## Given problem a:
Set down the part of the passage on Richard Ondeng that lies between "The Church Missionary" and "with either group.", inclusive, reproducing it word for word.
** begin Excerpted text **
The impeccable dress code, excellent command of the English language and almost military gait were the attributes which left an indelible mark when I first met Richard Ondeng in the mid-1960s, at Thogoto Junior School where his eldest daughter Rhoda and I were studying. Notwithstanding his strict appearance, he was warm towards us children and was always happy to give us a pep talk.
Born on December 31, 1925 to a father who did not believe in education or the white man’s religion, Richard was an unlikely candidate for the future pivotal role he was to take up in the church later in life.
According to his autobiography 90 Years of Grace published in 2015, Richard’s first encounter with Christianity was in 1935 through his step-grandmother who had recently converted to Catholicism, which was gradually taking root in the western part of Kenya at the time.
The Church Missionary Society (CMS)- later Anglican Church of Kenya- was already firmly established from its roots at Maseno, but his father would not allow Richard or his younger brother to be associated with either group.
Richard was, however, allowed to accompany his step-grandmother to church on Saturdays for confession and on Sundays for Holy Communion. Although he did not understand the rituals and ceremonies performed there, he was nevertheless fascinated and curious to learn more about them as I suppose a young inquisitive boy would be.
** end Excerpted text **
** begin Records shown **
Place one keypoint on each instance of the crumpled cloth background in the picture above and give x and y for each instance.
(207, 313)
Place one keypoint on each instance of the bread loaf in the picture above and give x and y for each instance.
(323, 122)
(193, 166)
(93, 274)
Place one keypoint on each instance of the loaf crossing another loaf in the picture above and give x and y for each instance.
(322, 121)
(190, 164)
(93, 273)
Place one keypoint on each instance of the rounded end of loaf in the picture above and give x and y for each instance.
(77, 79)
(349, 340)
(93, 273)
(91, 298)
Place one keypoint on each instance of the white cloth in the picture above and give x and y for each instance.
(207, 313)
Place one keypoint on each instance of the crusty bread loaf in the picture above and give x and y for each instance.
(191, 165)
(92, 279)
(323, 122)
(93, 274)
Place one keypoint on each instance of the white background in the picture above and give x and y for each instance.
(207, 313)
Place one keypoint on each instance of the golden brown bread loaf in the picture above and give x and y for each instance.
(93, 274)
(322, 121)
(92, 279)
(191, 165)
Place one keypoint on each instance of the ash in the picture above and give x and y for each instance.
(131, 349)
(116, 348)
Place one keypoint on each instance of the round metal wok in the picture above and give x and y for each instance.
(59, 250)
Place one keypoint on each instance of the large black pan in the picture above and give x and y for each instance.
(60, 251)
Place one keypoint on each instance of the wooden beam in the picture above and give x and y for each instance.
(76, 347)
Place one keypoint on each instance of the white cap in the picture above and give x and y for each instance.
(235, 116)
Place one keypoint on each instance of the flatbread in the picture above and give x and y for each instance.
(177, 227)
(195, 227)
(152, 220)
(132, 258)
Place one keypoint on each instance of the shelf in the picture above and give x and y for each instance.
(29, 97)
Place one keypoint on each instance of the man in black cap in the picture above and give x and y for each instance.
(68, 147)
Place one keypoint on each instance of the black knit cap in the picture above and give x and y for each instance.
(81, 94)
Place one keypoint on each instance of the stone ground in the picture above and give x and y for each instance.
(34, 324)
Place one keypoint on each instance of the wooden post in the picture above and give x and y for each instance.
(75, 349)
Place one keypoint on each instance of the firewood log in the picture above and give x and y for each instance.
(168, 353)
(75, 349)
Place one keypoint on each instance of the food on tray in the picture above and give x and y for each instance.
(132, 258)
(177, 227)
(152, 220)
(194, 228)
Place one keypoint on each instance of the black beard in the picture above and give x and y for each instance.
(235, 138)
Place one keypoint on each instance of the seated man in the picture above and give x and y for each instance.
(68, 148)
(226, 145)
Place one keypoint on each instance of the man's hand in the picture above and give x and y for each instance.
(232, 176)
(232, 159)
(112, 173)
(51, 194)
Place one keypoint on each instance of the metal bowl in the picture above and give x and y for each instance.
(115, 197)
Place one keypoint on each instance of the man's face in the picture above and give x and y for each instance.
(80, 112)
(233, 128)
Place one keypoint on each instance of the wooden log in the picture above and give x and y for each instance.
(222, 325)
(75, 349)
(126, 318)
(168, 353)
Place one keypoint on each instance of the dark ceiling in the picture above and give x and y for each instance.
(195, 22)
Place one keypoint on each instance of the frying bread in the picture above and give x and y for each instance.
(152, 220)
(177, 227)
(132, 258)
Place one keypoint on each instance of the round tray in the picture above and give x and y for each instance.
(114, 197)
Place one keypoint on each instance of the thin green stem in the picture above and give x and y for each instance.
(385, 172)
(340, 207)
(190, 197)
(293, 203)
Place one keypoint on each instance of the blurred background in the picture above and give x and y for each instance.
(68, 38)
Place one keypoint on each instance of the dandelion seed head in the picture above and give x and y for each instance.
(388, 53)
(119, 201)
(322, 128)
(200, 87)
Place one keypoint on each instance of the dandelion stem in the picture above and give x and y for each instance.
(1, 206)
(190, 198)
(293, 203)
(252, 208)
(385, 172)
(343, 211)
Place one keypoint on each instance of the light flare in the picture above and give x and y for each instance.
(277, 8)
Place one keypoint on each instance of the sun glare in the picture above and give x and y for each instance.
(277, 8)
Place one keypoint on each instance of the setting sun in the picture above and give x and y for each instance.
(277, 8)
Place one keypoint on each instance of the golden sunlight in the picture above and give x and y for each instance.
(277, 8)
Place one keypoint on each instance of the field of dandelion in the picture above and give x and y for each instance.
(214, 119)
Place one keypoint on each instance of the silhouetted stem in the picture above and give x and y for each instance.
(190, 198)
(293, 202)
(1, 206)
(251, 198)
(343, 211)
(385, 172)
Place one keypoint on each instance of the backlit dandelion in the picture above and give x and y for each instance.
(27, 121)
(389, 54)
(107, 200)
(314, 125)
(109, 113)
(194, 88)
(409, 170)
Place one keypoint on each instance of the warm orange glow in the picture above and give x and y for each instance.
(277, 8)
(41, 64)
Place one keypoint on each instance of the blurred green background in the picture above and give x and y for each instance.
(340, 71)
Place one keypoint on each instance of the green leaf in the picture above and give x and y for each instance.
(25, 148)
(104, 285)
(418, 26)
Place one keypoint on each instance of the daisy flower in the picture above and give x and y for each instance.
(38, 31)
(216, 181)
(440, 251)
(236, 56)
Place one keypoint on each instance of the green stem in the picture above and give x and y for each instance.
** end Records shown **
** begin Records shown **
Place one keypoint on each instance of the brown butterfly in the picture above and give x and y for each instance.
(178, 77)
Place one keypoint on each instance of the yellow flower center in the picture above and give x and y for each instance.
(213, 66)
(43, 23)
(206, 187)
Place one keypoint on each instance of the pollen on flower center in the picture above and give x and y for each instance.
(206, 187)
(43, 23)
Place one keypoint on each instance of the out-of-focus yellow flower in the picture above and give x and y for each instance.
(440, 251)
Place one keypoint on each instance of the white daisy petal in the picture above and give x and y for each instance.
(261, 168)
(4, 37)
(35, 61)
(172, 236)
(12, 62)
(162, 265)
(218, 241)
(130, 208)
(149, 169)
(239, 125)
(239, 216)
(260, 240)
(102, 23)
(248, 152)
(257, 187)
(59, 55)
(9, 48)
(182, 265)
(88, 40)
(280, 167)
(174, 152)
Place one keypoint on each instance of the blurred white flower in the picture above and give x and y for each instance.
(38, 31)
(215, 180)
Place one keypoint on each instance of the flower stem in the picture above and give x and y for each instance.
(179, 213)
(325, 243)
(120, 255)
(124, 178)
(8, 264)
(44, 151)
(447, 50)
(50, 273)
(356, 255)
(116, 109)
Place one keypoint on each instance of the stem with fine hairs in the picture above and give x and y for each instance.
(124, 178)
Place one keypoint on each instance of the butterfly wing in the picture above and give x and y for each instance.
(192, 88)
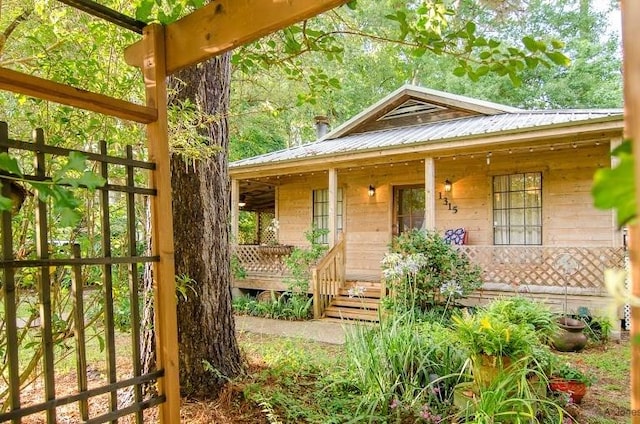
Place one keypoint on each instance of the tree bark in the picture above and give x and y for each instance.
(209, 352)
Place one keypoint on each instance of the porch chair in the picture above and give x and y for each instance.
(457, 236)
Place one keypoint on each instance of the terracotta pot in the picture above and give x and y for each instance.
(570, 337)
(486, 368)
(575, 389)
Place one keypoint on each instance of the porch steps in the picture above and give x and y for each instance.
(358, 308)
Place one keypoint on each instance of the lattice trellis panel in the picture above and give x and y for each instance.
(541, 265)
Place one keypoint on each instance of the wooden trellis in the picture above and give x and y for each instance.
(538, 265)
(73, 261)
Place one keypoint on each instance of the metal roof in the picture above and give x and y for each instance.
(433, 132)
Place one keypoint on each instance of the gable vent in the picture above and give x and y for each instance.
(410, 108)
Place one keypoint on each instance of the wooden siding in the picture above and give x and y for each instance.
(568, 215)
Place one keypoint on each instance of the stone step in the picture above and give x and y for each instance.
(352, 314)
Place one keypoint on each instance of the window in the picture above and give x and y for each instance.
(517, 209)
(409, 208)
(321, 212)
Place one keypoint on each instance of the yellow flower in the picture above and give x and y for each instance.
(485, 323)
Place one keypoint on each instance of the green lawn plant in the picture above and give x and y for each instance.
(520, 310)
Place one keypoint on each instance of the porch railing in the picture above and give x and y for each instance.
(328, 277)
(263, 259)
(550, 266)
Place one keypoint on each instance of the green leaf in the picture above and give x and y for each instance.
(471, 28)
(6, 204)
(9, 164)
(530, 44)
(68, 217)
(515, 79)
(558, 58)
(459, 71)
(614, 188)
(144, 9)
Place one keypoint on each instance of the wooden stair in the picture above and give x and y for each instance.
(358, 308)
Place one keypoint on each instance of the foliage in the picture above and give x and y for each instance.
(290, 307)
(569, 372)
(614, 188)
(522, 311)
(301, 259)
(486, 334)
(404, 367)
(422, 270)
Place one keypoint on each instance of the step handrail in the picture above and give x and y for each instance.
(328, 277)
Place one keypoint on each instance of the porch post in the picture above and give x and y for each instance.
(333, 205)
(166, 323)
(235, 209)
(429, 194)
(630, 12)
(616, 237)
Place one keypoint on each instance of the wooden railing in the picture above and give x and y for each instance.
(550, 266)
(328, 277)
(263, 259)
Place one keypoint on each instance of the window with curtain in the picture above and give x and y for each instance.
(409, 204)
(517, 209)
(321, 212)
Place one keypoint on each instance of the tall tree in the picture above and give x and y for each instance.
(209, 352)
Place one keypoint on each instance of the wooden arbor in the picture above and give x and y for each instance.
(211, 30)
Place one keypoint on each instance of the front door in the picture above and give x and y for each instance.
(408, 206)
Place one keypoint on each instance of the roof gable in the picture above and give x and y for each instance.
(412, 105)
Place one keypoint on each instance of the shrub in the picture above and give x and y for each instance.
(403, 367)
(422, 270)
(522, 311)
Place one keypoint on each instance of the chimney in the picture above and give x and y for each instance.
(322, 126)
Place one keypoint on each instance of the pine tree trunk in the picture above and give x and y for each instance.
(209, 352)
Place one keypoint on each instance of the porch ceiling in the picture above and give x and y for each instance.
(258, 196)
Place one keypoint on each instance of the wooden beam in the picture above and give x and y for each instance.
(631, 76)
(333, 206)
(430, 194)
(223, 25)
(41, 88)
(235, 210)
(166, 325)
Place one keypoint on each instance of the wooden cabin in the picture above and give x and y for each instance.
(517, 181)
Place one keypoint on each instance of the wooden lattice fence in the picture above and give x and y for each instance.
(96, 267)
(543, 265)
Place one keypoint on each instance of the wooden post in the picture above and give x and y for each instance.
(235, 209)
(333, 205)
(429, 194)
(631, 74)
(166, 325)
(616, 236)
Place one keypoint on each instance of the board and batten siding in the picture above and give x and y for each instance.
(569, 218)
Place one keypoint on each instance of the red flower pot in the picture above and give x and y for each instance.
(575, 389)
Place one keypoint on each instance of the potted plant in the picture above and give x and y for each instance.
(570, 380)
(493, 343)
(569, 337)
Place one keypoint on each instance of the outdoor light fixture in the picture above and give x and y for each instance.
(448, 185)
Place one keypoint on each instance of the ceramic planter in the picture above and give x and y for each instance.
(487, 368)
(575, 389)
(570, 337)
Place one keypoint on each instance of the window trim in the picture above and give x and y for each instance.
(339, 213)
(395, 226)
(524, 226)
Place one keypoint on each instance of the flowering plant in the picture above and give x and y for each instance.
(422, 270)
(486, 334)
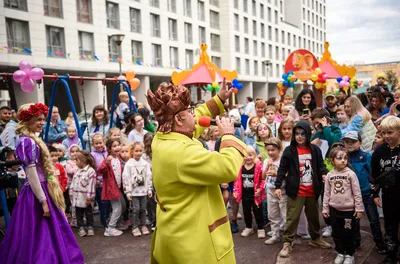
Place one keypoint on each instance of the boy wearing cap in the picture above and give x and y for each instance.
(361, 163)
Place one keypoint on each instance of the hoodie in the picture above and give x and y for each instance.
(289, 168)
** end Records shown **
## Given problem b:
Return every row that contains the string "wooden", matching case exactly.

## Full solution a:
The Church Missionary Society (CMS)- later Anglican Church of Kenya- was already firmly established from its roots at Maseno, but his father would not allow Richard or his younger brother to be associated with either group.

## Full solution b:
Place one keypoint on each instance of the wooden beam in the picture above and give x and y for each instance.
Place one keypoint on each instance of the wooden post in the picture above and give x and y for each instance.
Place one keypoint on each instance of the wooden log in the picture above and give x and y for each instance.
Place one keypoint on each instance of the wooden trellis in the picture above and give x and y for each instance.
Place one keypoint on each instance of the wooden siding in the picture above and give x and y for each instance.
Place one keypoint on each instance of the wooden stair in the picture above and give x and y for each instance.
Place one keypoint on each instance of the wooden railing in the picture above and give x and y for each instance.
Place one keypoint on each instance of the wooden arbor in the picture above and give x and y for each instance.
Place one keypoint on each instance of the wooden beam in the picture above and give x and y for each instance.
Place one keypoint on each instance of the wooden cabin in the picture above and give x and y for each instance.
Place one keypoint on each instance of the wooden lattice fence in the picture above and give x and y for each instance.
Place one keypoint on each instance of the wooden post in the picture above and give x and y for each instance.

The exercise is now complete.